• **The task**
Return every line in the rows below that contains the word "shadow", copying each one unchanged. Case counts.

(Entries taken from a collection)
══════════════════════════════

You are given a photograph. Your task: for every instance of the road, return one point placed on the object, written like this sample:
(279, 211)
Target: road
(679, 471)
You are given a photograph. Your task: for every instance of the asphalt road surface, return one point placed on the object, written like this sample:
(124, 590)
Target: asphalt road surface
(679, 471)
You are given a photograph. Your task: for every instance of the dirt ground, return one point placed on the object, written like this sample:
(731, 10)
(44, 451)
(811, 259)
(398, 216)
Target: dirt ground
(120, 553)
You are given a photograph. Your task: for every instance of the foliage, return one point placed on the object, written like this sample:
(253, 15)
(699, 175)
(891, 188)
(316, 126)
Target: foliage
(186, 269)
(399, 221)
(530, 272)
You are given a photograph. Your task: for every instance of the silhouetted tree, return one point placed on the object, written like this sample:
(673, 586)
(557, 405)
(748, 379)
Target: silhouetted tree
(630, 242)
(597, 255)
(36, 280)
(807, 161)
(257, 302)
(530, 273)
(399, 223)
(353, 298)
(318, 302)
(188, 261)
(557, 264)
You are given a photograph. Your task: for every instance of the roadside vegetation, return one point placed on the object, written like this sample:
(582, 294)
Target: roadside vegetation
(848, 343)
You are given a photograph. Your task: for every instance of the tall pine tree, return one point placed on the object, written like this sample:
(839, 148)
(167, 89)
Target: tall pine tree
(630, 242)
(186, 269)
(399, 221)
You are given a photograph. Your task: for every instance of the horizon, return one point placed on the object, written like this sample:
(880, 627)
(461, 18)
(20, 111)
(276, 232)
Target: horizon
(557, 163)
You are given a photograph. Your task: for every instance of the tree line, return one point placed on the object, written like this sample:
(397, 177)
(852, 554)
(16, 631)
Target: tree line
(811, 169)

══════════════════════════════

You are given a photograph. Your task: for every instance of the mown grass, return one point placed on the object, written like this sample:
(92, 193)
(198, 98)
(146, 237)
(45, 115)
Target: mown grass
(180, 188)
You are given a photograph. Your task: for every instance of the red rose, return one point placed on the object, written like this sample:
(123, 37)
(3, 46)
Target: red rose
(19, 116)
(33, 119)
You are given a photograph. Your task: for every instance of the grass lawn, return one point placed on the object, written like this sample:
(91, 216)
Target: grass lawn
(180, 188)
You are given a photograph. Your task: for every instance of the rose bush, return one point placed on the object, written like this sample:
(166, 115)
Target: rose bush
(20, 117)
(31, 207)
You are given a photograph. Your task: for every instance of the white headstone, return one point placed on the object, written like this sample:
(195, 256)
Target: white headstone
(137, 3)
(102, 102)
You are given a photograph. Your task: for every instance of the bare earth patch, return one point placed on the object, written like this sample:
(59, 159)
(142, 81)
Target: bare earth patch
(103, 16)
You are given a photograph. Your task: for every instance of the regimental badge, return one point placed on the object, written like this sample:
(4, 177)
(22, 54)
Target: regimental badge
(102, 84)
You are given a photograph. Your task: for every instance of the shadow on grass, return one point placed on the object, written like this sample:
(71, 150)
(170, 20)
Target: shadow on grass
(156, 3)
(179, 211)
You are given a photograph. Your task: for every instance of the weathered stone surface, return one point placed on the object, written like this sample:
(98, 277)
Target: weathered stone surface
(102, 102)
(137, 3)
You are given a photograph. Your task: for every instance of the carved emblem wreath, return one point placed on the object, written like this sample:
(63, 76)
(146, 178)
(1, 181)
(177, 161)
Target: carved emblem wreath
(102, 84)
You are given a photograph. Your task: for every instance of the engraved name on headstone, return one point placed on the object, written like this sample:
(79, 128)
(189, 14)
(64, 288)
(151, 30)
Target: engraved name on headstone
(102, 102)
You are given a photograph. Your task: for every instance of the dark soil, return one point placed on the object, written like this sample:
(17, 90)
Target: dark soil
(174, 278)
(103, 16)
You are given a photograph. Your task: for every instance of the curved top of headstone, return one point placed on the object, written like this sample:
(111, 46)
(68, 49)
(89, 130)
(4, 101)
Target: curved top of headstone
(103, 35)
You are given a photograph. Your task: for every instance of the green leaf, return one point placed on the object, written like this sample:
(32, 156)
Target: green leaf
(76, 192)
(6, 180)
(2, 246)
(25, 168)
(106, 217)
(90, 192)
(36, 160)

══════════════════════════════

• **Result of this task**
You are given a photograph. Your task: for every instance of the shadow on grass, return one point placed on the object, written like this sample:
Target: shadow on grass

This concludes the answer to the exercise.